### [WORK INSTRUCTIONS]
Leaving out the pictures, please retype each record exactly.

### [GIVEN DATA]
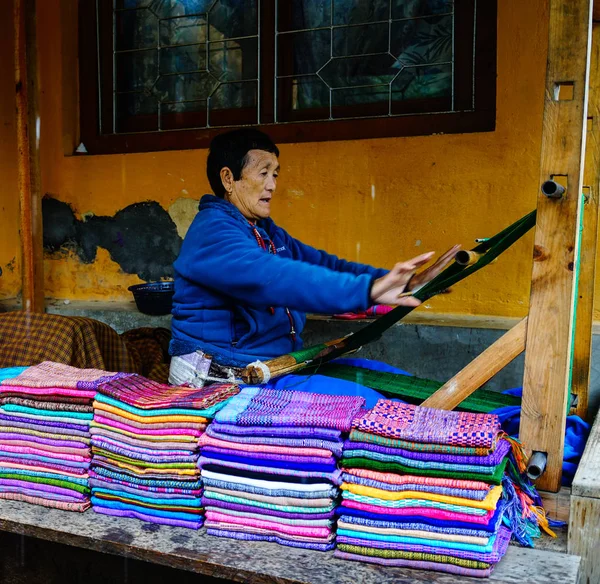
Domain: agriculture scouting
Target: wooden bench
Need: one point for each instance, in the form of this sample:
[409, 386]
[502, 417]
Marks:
[255, 562]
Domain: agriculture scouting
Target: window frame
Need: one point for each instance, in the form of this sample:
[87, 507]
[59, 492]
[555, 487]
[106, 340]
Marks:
[481, 118]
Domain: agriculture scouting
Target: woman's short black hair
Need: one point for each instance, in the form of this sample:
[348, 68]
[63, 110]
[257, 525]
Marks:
[231, 150]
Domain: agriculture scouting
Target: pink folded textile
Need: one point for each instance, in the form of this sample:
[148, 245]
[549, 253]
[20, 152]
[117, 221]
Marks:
[393, 419]
[50, 374]
[78, 507]
[37, 452]
[157, 426]
[9, 441]
[396, 479]
[46, 467]
[46, 390]
[217, 516]
[156, 444]
[422, 511]
[257, 531]
[192, 432]
[206, 440]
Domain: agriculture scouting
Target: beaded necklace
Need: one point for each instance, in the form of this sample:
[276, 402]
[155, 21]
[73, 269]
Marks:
[271, 249]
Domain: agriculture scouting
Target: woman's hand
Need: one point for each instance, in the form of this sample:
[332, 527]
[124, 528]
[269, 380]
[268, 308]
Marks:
[387, 289]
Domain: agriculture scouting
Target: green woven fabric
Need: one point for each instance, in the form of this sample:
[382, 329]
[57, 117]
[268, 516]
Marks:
[416, 556]
[359, 462]
[358, 436]
[45, 481]
[308, 353]
[410, 388]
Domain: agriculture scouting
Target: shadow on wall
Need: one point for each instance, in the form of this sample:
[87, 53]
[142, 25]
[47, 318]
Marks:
[142, 238]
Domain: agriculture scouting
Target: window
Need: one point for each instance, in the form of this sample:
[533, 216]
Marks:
[162, 74]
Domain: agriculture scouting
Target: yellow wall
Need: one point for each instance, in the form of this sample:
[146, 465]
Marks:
[10, 260]
[376, 201]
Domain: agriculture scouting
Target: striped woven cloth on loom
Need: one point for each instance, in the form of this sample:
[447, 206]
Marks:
[45, 435]
[146, 394]
[427, 425]
[255, 406]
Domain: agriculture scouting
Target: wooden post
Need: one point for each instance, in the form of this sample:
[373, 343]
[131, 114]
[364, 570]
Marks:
[28, 143]
[589, 238]
[480, 370]
[548, 359]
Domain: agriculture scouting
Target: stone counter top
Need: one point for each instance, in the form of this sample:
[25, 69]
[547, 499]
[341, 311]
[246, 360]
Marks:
[254, 562]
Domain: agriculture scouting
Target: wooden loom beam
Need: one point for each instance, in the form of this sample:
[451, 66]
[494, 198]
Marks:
[28, 154]
[548, 359]
[480, 370]
[589, 238]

### [FINAL RESULT]
Domain: agriculture scouting
Target: wooden bench
Need: one point for each instance, in the form of this sample:
[409, 386]
[502, 417]
Marks:
[255, 562]
Domain: agriculture scouting
Target: window frame
Need: one point for each instance, in the form of this sample:
[87, 507]
[59, 492]
[555, 487]
[106, 340]
Marks:
[481, 118]
Domain: agriculture scouting
Target: woman's short black hair
Need: one point for each instance, in the form of this sample:
[348, 68]
[63, 110]
[257, 525]
Marks:
[231, 150]
Domain: agriculture scouting
Target: pink folded textile
Need: one point for each instance, in the form of this sample:
[148, 245]
[549, 253]
[20, 152]
[117, 221]
Marks:
[393, 419]
[50, 374]
[78, 507]
[37, 452]
[157, 426]
[9, 441]
[396, 479]
[46, 467]
[46, 390]
[217, 516]
[156, 444]
[422, 511]
[257, 531]
[192, 432]
[206, 440]
Domain: agriculture scouting
Target: beaded necklace
Need: one point for each instance, in the form of this sample:
[276, 402]
[155, 21]
[73, 269]
Marks:
[271, 249]
Domain: agriculture scouting
Target: woman's hand
Need: one point for each instance, in the form of this sample:
[332, 527]
[124, 528]
[269, 380]
[268, 308]
Marks:
[387, 289]
Domain: agriculture scouting
Target: green woven fabric
Need: one point for each instance, in the form of this sample:
[382, 329]
[57, 117]
[268, 516]
Marks:
[416, 556]
[359, 462]
[358, 436]
[45, 481]
[308, 353]
[410, 388]
Domain: agriculture scouting
Target: shadow on wall
Need: one point for each instance, in the form of this sample:
[87, 53]
[142, 25]
[47, 318]
Marks:
[142, 238]
Domain: agriculture scouting
Target: window
Need: one point for each instance, in the form of this sample:
[533, 216]
Marks:
[162, 74]
Domain: agriculture scouting
Target: yellow wall
Need: one point for each instance, in the form of this sample:
[146, 465]
Marks:
[10, 260]
[376, 201]
Domain: agriculture scouting
Target: striped woven cloth on loom
Need: one point for each instance, in the form of this sample:
[447, 206]
Marks:
[45, 435]
[146, 394]
[427, 425]
[255, 406]
Domain: agriculture scouting
Target: wooden post
Need: one point for each instance, in the form of this sample:
[373, 343]
[131, 114]
[364, 570]
Marks:
[28, 143]
[589, 238]
[480, 370]
[548, 359]
Domain: agriculture scouting
Target: stone counter top
Need: one point for each instance, in the form of this sample:
[25, 69]
[547, 499]
[341, 311]
[246, 360]
Marks:
[254, 562]
Domain: agriculture scouting
Target: wooden loom beam
Need: one point for each instance, in the form of this sample:
[451, 66]
[494, 198]
Marks:
[28, 154]
[548, 359]
[480, 370]
[589, 238]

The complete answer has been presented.